### TEXTE DE LA PAGE:

******************************

A mes yeux, les Essais de Montaigne sont avant tout l'échappatoire d'un gentilhomme qui tente de survivre, de ne pas devenir fou,  dans le «le moyeu de nos guerres».

La phrase célèbre de Montaigne, scandaleuse à nos contemporains, «le bien public requiert qu'on mente et qu'on tue et qu'on massacre» ne peut se lire hors contexte. Comprenez bien qu'un homme qui a vécu sa jeunesse au temps de Wassy, de la michelade, de la Saint-Barthélémy,  n'écrit pas «et qu'on massacre» à la légère. Montaigne, lui, a vu des massacres autrement qu'à la télévision. Il sait de quoi il parle.

Pourtant, il écrit ce qu'il écrit.

La phrase d'Henri IV éclaire celle de Montaigne, elle en est l'explication : «Il n’y a d’irrémédiable que la perte de l’Etat». La perte de l'Etat dans ses fonctions régaliennes (on n'envisage que celles-ci, à cette époque), c'est la perte de tous les biens collectifs : paix et prospérité. Et cette perte est irréversible. Tout, y compris le massacre, vaut mieux que cela.

C'est pourquoi les abandons de souveraineté promus avec beaucoup de légèreté et de bêtise par nos politiciens, les Giscard, Mitterrand, Chirac, Sarkozy, Hollande et consorts, et qui portent en eux la déliquescence de l'Etat souverain sont criminels au sens le plus fort du mot. Ils ouvrent la voie au massacre de milliers de Français, à la misère et à la souffrance pour les autres. Pas forcément demain, mais un jour : les actes ont des conséquences et la connerie n'est jamais une excuse, même si les conséquences mettent du temps à se manifester.

Le soleil ni la mort ne se peuvent regarder en face. Pourtant, il le faut bien. Non, tout n'ira pas mieux en fermant les yeux et en pensant à autre chose. Les choses qui finissent par s'arranger sans qu'on n'y fasse rien, ce n'est que dans les mauvais films.

Nos rois savaient ce qu'il en était. On connaît l'image de Louis XIV (qui, enfant, vécut la Fronde) se présentant au Parlement de Paris, de retour de la chasse, le fouet à la main. Et son père, Louis XIII n'a pas plus toléré le désordre dans ses Etats. Quant à Henri IV, il lui ait arrivé de s'adresser au Parlement «avec les grosses dents» : «Je couperai la racine à toutes factions, à toutes prédications séditieuses, et je ferai accourcir tous ceux qui les susciteront. J'ai sauté sur des murailles de villes : je sauterai bien sur des barricades qui ne sont pas si hautes.» Il ne se serait pas laissé intimider par soixante Romanichels sur l'autoroute.

Et notre dernier roi, Charles De Gaulle, était obsédé, en 1944, par le rétablissement de l'ordre et par l'affirmation de la souveraineté, qui, bien entendu, vont de pair.

Souveraineté et barbarie ? Oui, il n'y a que ce choix binaire. Il n'y a pas cette troisième voie illusoire si chère aux procrastineurs compulsifs, aux biaiseurs obsessionnels, aux non-décideurs professionnels, aux éviteurs de conflits habituels, aux petits arrangeurs de ministère, aux lapins de coursive, à ceux qui préfèrent diner en ville.

Souveraineté ou barbarie ? Il falloir se battre pour la souveraineté ou se soumettre à la barbarie.

******************************

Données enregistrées

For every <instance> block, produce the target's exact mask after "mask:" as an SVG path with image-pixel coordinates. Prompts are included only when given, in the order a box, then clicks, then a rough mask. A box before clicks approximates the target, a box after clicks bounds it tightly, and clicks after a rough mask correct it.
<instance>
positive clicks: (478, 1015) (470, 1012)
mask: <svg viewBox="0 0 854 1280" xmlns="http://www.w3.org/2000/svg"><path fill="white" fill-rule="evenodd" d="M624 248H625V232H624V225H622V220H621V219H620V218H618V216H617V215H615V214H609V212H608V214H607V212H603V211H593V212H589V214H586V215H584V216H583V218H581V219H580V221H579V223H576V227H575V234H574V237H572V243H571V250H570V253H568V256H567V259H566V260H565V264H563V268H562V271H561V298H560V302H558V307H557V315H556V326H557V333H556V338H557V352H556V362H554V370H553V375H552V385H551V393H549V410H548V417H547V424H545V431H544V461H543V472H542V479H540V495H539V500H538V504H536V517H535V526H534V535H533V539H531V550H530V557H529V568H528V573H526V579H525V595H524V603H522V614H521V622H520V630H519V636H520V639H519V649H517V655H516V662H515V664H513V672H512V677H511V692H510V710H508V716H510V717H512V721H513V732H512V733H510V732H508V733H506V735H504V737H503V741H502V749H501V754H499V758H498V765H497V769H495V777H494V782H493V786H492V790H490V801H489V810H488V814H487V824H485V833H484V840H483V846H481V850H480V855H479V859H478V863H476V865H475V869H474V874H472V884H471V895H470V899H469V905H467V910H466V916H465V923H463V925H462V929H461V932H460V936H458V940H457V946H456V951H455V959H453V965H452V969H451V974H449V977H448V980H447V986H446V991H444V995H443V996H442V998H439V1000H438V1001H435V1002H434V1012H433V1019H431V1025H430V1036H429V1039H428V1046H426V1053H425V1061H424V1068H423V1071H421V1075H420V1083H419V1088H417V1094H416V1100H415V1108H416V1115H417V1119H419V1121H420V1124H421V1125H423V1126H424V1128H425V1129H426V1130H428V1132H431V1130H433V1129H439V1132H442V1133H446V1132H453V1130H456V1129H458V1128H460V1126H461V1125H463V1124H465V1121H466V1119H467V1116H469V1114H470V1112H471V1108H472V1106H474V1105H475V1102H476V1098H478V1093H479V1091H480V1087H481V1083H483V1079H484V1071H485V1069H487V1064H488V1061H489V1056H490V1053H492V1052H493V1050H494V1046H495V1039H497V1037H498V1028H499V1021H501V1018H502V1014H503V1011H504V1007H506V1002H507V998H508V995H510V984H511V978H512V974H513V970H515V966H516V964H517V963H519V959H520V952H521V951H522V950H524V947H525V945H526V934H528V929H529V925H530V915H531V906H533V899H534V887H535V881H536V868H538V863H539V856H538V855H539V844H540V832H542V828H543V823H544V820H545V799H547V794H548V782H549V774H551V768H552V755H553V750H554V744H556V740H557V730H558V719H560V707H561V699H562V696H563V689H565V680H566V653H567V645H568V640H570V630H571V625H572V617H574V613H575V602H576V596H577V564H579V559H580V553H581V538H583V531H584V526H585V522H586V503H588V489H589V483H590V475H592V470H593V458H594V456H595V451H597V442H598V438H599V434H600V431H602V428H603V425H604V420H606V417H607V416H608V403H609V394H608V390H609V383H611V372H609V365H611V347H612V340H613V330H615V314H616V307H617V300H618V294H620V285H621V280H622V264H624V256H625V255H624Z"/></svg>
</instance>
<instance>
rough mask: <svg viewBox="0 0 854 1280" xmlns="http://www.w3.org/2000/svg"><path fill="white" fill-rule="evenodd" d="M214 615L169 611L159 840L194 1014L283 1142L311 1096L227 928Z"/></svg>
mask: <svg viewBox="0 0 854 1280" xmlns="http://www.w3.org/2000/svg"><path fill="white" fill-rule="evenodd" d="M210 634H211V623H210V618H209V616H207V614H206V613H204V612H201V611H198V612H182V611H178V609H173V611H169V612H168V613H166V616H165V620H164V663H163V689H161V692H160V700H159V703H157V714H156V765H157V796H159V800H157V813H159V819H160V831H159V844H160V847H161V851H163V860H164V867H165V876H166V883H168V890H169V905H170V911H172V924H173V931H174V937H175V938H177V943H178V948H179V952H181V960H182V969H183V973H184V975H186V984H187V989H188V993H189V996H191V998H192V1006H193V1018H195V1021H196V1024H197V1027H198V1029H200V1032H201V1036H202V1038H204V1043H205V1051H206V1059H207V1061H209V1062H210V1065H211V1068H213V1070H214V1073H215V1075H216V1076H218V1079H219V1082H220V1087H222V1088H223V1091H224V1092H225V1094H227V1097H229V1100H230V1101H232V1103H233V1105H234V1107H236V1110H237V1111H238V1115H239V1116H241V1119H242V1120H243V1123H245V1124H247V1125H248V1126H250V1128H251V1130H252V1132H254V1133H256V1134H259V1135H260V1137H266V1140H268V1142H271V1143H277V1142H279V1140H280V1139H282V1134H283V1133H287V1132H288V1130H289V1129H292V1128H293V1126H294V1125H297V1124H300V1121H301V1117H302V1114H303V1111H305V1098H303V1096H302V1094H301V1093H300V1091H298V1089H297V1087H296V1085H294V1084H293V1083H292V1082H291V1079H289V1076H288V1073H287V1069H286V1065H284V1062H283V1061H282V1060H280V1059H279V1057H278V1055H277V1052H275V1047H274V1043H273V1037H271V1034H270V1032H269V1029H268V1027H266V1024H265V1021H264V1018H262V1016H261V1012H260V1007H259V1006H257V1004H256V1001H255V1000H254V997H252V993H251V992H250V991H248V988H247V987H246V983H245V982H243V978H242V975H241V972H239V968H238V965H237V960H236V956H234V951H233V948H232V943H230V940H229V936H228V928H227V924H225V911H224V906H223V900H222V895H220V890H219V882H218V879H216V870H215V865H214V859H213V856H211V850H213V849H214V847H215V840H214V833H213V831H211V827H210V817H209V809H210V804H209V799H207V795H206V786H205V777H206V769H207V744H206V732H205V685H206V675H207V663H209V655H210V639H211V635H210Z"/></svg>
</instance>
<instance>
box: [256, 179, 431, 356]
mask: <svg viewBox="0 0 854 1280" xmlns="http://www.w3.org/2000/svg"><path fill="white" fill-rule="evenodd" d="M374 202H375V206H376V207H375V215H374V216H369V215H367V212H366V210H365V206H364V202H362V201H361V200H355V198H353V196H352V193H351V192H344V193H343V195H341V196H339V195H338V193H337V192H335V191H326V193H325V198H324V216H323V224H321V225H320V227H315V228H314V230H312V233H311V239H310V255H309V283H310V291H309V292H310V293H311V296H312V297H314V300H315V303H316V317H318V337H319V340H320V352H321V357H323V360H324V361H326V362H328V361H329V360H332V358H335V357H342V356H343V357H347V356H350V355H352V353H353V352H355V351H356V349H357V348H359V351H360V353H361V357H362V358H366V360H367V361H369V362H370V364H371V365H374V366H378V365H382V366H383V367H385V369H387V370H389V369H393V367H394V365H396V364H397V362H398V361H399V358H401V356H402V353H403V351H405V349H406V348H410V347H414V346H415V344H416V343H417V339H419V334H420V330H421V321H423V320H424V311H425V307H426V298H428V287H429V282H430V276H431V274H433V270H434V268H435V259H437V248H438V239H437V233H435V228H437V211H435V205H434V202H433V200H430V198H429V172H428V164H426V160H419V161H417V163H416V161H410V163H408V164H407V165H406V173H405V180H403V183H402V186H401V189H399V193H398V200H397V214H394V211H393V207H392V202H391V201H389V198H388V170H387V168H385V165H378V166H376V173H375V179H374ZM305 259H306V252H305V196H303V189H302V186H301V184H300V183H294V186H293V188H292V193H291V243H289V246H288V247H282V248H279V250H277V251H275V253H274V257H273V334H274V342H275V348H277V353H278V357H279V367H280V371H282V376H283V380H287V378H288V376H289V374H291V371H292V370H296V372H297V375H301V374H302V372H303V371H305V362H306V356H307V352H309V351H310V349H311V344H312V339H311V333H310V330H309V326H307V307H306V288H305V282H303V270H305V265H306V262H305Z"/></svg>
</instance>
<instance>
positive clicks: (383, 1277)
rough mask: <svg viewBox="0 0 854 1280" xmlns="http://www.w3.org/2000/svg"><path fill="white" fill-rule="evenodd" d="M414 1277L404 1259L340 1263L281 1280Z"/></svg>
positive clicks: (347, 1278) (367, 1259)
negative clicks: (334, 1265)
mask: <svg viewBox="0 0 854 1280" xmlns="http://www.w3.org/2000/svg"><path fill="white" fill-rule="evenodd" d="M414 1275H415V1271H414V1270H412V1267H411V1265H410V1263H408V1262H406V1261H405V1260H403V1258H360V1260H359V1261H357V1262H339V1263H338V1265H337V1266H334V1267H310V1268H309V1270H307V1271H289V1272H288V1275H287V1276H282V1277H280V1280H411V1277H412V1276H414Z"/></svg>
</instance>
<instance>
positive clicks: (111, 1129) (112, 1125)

******************************

### LISTE DES TÂCHES:
[1] Traduisez en anglais cette phrase du texte de la page : « Le soleil ni la mort ne se peuvent regarder en face. »
[2] Les affirmations suivantes sont-elles conformes au texte de la page ? Répondez par oui ou non pour chacune et citez les mots du texte qui tranchent.
(a) Montaigne a lui-même vu des massacres.
(b) La phrase « Il n'y a d'irrémédiable que la perte de l'Etat » est attribuée à Louis XIV.
(c) Une troisième voie existe entre la souveraineté et la barbarie.

### RÉPONSES PAR NUMÉRO:
[1] Neither the sun nor death can be looked at directly.

[2]
(a) Oui : « Montaigne, lui, a vu des massacres autrement qu'à la télévision. »
(b) Non : « La phrase d'Henri IV éclaire celle de Montaigne, elle en est l'explication : «Il n’y a d’irrémédiable que la perte de l’Etat». »
(c) Non : « Il n'y a pas cette troisième voie illusoire »